TASK DETAILS:
Transcribe each line of the material exactly as it stands.

EXERCISE INPUTS:

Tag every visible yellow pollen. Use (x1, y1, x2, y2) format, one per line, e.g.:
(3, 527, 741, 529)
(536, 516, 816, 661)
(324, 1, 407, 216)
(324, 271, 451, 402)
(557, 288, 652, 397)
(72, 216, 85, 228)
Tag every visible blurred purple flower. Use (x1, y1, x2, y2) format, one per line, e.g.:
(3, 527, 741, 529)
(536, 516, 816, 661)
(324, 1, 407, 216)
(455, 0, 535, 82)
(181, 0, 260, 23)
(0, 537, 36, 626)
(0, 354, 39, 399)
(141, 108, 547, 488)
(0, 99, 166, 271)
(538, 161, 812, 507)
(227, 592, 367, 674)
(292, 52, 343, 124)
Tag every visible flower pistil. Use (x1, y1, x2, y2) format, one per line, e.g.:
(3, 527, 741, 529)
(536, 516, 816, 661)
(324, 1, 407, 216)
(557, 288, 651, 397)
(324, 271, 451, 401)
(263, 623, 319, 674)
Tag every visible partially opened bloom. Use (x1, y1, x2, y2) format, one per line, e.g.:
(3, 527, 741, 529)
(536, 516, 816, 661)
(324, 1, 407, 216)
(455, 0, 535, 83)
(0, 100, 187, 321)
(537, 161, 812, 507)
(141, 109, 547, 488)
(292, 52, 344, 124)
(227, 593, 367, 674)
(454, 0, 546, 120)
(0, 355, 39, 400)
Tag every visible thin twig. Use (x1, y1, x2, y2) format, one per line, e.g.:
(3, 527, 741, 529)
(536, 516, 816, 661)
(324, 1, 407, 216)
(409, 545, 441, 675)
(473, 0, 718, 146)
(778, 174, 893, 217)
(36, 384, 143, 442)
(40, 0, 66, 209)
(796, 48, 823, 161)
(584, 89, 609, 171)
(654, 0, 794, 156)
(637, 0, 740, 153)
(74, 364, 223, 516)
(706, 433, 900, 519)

RESPONSE TO THIS TASK:
Tag every visible yellow pollen. Use (x1, y1, x2, y2) format, one per line, e.g.:
(3, 527, 741, 529)
(536, 516, 816, 661)
(324, 1, 407, 216)
(324, 271, 451, 402)
(557, 288, 652, 397)
(72, 216, 85, 228)
Tag every visible blurred purple flower. Use (x1, y1, x2, y2) format, one per line, e.g.:
(3, 527, 741, 529)
(536, 516, 816, 661)
(324, 1, 407, 216)
(455, 0, 535, 82)
(181, 0, 260, 23)
(0, 537, 36, 626)
(0, 354, 39, 399)
(141, 108, 547, 488)
(0, 99, 166, 271)
(538, 161, 812, 507)
(227, 592, 367, 674)
(292, 52, 343, 124)
Tag every visible flower pistil. Use (x1, y1, x2, y2) format, one per line, e.g.:
(3, 527, 741, 529)
(536, 516, 816, 661)
(324, 1, 407, 216)
(557, 288, 651, 397)
(324, 271, 451, 401)
(263, 623, 319, 674)
Tag every visible partially opened bloom. Use (x1, y1, x2, y2) format, one per line, e.g.:
(3, 527, 741, 529)
(536, 516, 816, 661)
(324, 1, 407, 216)
(455, 0, 535, 83)
(0, 100, 187, 321)
(537, 161, 812, 507)
(141, 109, 547, 488)
(292, 52, 344, 124)
(227, 593, 367, 674)
(454, 0, 546, 120)
(0, 355, 39, 400)
Tag every visible thin twig. Use (x1, y1, x2, y2) format, one per line, e.g.:
(3, 527, 741, 529)
(536, 516, 816, 661)
(324, 1, 407, 216)
(409, 545, 441, 675)
(473, 0, 718, 146)
(778, 174, 893, 217)
(36, 384, 143, 442)
(40, 0, 66, 209)
(796, 48, 823, 161)
(584, 89, 609, 171)
(654, 0, 794, 156)
(637, 0, 740, 153)
(74, 364, 223, 516)
(706, 433, 900, 519)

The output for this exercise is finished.